# QUESTIONS
• a. From the travel essay, extract the passage starting with "The young woman seated next to me spends" and going on through "know one answer!".
• b. List every proper name of a place that appears in the paragraph of the travel essay that begins "In London".
• c. Pick up the travel essay about the flight and the London holiday right after its final sentence, and keep writing it in the same voice.
SOURCE PASSAGE below:
The young woman seated next to me spends the 8-hour flight quietly resting, snacking on crisps (we’re going with British vernacular from here on), and looking at pictures of herself on her phone. Due to extreme proximity and my inability to sleep, I also spend a portion of the journey eaves-looking at her selfies. Together, we scroll through endless shots of her posing with and without makeup, in the company of others and alone, through mirrors and beyond them. I’m struck by how conventionally beautiful her face is and how few pictures there are of anything else. Were someone to assess this person’s camera roll with the task of determining, from a cursory glance, what’s important to her… well, I know one answer!
I can’t talk. It would bring me acute embarrassment for anyone to glimpse the phone selfies I have taken, equal parts flattering and frightful, intended to immortalize my physical form or assess it for supposed weakness. I understand too well the compulsion to scrutinize and obsess to the point where a thing no longer exists, like repeatedly speaking a word until it loses all meaning. I have hyper-focused until I’ve disappeared, blurred into a pixelated blob—a result that is both disorientating and freeing, depending on perspective.
Another wave of weepiness rises in my chest for the young woman seated next to me and for all of us and the ways we are consumed. Outside, the sky is like the bottom of the ocean. I slip my headphones on and immerse myself in a world of sad, soft sounds, eyes closed, heart and mind still very much awake.
In London, we walk the dogs along the Thames and pop over to Richmond for Ted Lasso-related wandering. We play Scrabble with the family, build a 3D Harry Potter puzzle, and clink glasses in a pub owned by James Blunt. A few days before Christmas, we peruse the stalls at Borough Market with Will’s mum before heading to our old haunt in Brick Lane. We eat Thai food at Rosa’s and browse the stacks at Rough Trade—a stone’s throw from our former flat, which I’m pleased to discover has a thriving plant in the window.
End of SOURCE PASSAGE.
DATA EXCERPT below:
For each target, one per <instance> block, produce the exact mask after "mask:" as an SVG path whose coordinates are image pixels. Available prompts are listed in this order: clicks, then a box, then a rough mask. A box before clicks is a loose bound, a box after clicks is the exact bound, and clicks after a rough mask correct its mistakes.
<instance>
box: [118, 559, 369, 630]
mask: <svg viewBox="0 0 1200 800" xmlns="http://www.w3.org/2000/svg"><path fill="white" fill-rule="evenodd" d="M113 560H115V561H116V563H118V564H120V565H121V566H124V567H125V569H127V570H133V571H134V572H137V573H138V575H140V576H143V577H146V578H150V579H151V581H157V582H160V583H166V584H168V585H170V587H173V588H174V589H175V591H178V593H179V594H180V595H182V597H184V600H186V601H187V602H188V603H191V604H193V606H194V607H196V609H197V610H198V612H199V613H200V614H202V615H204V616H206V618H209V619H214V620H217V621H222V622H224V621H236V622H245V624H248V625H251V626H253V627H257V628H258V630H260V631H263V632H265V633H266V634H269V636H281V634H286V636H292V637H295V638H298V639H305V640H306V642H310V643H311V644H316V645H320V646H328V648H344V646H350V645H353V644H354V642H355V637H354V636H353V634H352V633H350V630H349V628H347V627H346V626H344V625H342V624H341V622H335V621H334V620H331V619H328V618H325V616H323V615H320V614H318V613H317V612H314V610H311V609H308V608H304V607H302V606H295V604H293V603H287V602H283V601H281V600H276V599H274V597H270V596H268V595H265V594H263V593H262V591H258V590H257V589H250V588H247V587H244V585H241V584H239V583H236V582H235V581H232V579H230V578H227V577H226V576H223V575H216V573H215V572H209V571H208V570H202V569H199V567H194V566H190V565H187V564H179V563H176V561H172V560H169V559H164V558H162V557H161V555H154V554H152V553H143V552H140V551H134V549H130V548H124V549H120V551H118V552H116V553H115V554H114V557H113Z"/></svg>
End of DATA EXCERPT.
# SOLVED TASKS
• a.
The young woman seated next to me spends the 8-hour flight quietly resting, snacking on crisps (we’re going with British vernacular from here on), and looking at pictures of herself on her phone. Due to extreme proximity and my inability to sleep, I also spend a portion of the journey eaves-looking at her selfies. Together, we scroll through endless shots of her posing with and without makeup, in the company of others and alone, through mirrors and beyond them. I’m struck by how conventionally beautiful her face is and how few pictures there are of anything else. Were someone to assess this person’s camera roll with the task of determining, from a cursory glance, what’s important to her… well, I know one answer!

• b. London, the Thames, Richmond, Borough Market, Brick Lane, Rosa's, Rough Trade

• c.
On a relatively bright, windless day, we trek from the British Library to the edge of Green Park. I’m tempted to revisit the art school I attended near King’s Cross, but it feels physically and spiritually out of the way. We stop for coffee and a treat, duck into Hatchard’s to look at postcards and books, and weave through hoards of people along Picadilly before catching the bus back to SW6.
The entire time, I keep seeing the number 33.
Christmas Day is spent at my brother-in-law’s in Essex—what feels like a world away from the hustle and bustle of London. Nature is infinitely more prevalent in this part of the country and feels ancient and storybook. Something about the little town we’re in reminds me of where Will and I live in Minnesota, except everything is closer together and medieval. Mossier. More quaint.
Sometime after the presents have been opened, pudding eaten, and the festivities dwindled, I get antsy. Typically, by this point in any trip to England, I’m a tad on edge. I’m feeling socially drained, all my little pressure points and anxieties are mild to severely inflamed, and I’ve cried at least once.
But this time is different. I’m not upset or fussed about anything. So far, everything has been, well, lovely. My otherness—the thing that usually trips me up—no longer feels like a barrier but a portal to deeper connection and self-discovery. Even when my mind threatens to self-sabotage and dwell on various what-ifs and complaints, I notice that I’m calmer and less prone to letting it.
Back in London, I’m suspicious of this newfound peace. It feels almost flukey, and I keep waiting for something to shift and to burst into tears. While waiting at a crossing in central London, I suddenly feel as though someone is staring at me. When I look up, I see the number 33 for, like, the hundredth time.
Ok, fine, I think. Let’s figure this out. What lesson am I supposed to be learning? What do I still need to face?
I research everything 33 can possibly mean. There are so many interpretations: creative expression, spiritual growth, a call to create more balance and harmony in your romantic life/your work life/your cat’s life. Twin flames. I mean, pick a word or phrase, and 33 will likely indicate it!
My mind chews over this information until it is shredded and arranged into bedding for nesting in. Then it chews chews chews until another bed is formed and a whole cushy castle lifts into space.
Eventually, I give up, deciding to let the unknown stay unknown… when it dawns on me. Maybe there’s nothing I need to face. Maybe 33 is just a nod from the city that everything is okay, and I can take a moment to appreciate where I'm at.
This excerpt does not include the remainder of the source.